■ **AVAILABLE DATA**:
▬▬▬▬▬▬

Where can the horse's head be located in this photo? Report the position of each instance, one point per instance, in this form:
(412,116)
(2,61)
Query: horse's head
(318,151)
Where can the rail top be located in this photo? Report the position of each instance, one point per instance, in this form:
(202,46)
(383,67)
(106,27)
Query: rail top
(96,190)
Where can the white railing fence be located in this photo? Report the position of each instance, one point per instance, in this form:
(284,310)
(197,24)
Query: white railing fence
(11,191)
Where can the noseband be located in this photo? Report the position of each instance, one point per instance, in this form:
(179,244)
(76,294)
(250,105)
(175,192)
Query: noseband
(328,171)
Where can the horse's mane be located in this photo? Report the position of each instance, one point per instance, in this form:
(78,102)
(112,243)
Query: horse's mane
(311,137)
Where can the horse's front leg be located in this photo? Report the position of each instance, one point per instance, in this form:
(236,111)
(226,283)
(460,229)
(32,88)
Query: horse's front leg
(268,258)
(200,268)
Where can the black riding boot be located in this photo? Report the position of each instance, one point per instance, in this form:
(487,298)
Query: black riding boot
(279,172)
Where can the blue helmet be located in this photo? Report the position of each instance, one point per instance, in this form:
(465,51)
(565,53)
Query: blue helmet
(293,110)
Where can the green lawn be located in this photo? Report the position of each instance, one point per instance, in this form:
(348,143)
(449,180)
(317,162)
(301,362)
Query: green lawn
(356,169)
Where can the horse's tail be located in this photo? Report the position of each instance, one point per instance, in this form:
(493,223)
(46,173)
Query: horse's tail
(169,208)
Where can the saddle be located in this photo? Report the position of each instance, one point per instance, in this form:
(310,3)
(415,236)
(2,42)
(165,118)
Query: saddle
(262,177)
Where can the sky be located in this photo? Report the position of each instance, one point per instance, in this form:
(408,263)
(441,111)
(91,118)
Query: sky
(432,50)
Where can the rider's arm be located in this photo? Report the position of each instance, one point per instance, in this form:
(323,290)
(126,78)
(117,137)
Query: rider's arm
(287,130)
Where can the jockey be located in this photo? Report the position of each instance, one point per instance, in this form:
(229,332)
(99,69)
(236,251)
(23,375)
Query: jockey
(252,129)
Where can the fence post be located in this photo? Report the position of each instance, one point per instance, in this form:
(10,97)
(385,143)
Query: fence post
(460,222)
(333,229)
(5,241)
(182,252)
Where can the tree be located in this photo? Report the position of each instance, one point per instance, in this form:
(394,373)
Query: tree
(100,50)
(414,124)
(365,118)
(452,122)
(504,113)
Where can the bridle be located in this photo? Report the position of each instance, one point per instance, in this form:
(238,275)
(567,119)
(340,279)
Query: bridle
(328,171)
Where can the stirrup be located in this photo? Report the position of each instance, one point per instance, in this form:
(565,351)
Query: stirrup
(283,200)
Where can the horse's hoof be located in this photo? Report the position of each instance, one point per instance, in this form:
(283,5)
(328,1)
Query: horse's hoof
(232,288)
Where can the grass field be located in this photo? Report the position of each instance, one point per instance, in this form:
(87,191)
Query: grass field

▬▬▬▬▬▬

■ **ACTIVITY**:
Your answer should be the lines above that contain the word "grass", copied out.

■ **OUTPUT OF THE TASK**:
Where can the grass field be located in this photo? Report the position of each instance, one point per instance, in this form:
Query: grass field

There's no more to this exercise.